However, I saved a fuller review of the show, and excerpts from a private chat with Burns and Novick before their TCA press conference, until now, as Prohibition premieres Oct. 2-4 at 8 p.m. ET (as always with PBS, check local listings)...

Prohibition is another wonderful, wonder-filled work from Burns and company. Despite its topic, it's anything but dry.

(To hear, or read, my NPR Fresh Air with Terry Gross review of Prohibition, as well as of Showtime's Dexter and Homeland, click HERE. To read our resident business history professor, David Sicilia's, very informed take on Prohibition, click HERE. And to read a review by TVWW contributor Eric Gould in his Cold Light Reader column, click HERE.)

Prohibition, at almost six hours spread over three nights, is the latest Burns entry -- and the latest Burns success -- in a string of nonfiction programs that stretch back to Brooklyn Bridge exactly 30 years ago, and stretch ahead for several years as well.

Next up from Burns' Florentine Films: PBS documentaries on the Dust Bowl; the Central Park Five case about the defendants wrongly accused of raping and brutalizing a female jogger (on that most recent of real-life studies, Burns is working with his daughter Sarah, who wrote the book about the case); a history of the Roosevelts; a biography of Jackie Robinson; and, following up on The Civil War and The War, a documentary series about Vietnam.

**Extracted material:**
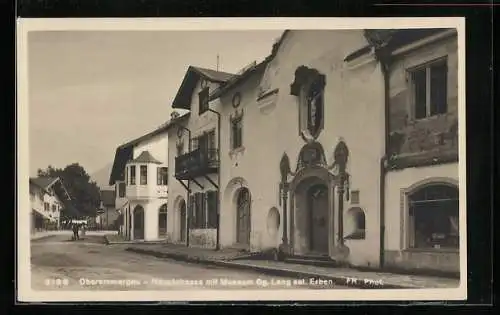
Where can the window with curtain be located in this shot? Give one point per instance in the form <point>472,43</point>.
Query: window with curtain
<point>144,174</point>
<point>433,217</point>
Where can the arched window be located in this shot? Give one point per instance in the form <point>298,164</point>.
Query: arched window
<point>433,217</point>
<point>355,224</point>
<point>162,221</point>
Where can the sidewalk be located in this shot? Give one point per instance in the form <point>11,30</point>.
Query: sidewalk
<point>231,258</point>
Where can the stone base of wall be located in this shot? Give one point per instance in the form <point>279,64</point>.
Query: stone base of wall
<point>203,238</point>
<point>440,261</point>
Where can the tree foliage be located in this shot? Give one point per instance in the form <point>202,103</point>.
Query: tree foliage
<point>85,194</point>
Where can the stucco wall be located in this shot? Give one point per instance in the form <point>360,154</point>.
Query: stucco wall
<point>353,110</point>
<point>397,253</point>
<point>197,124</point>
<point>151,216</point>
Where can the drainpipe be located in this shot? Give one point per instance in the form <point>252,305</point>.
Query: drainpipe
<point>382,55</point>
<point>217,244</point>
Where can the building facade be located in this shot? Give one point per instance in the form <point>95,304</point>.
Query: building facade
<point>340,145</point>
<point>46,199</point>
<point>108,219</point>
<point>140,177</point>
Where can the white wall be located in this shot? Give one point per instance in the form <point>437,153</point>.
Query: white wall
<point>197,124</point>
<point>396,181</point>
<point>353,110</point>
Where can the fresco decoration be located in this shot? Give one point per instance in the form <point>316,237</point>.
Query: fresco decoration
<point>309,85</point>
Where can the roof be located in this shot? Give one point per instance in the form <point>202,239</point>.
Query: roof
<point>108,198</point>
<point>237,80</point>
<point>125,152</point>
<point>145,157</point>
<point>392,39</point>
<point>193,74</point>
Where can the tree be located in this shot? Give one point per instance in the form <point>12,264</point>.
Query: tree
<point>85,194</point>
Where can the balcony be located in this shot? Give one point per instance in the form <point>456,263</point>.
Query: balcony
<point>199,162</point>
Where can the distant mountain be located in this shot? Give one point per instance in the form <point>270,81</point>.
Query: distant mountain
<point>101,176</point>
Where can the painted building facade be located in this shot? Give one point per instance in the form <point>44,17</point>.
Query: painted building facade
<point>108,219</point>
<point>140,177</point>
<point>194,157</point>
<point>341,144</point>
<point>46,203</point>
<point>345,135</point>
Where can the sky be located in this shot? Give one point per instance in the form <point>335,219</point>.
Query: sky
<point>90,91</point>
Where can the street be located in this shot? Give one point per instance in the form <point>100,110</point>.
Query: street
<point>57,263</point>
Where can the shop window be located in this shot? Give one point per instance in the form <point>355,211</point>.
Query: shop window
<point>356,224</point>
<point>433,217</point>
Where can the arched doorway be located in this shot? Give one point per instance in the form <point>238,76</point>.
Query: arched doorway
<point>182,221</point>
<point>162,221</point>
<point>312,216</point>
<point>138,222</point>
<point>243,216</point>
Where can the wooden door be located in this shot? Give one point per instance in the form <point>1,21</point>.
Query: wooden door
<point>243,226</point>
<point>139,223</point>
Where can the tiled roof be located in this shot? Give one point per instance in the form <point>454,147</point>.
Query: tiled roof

**Aim 1:** In the Prohibition review, repeat the passage starting with "However, I saved" and going on through "column, click HERE.)".
**Aim 2:** Check each statement against the Prohibition review and answer yes or no, quoting the words that decide it. (a) Prohibition runs almost six hours over three nights. (b) Brooklyn Bridge came out 20 years ago. (c) Burns is working with his son on the Central Park Five project.
**Aim 3:** List every upcoming project from Florentine Films that the Prohibition review names.

**Complete output 1:**
However, I saved a fuller review of the show, and excerpts from a private chat with Burns and Novick before their TCA press conference, until now, as Prohibition premieres Oct. 2-4 at 8 p.m. ET (as always with PBS, check local listings)...

Prohibition is another wonderful, wonder-filled work from Burns and company. Despite its topic, it's anything but dry.

(To hear, or read, my NPR Fresh Air with Terry Gross review of Prohibition, as well as of Showtime's Dexter and Homeland, click HERE. To read our resident business history professor, David Sicilia's, very informed take on Prohibition, click HERE. And to read a review by TVWW contributor Eric Gould in his Cold Light Reader column, click HERE.)

**Complete output 2:**
(a) Yes: "at almost six hours spread over three nights"
(b) No: "Brooklyn Bridge exactly 30 years ago"
(c) No: "Burns is working with his daughter Sarah"

**Complete output 3:**
- Documentaries on the Dust Bowl
- The Central Park Five case
- A history of the Roosevelts
- A biography of Jackie Robinson
- A documentary series about Vietnam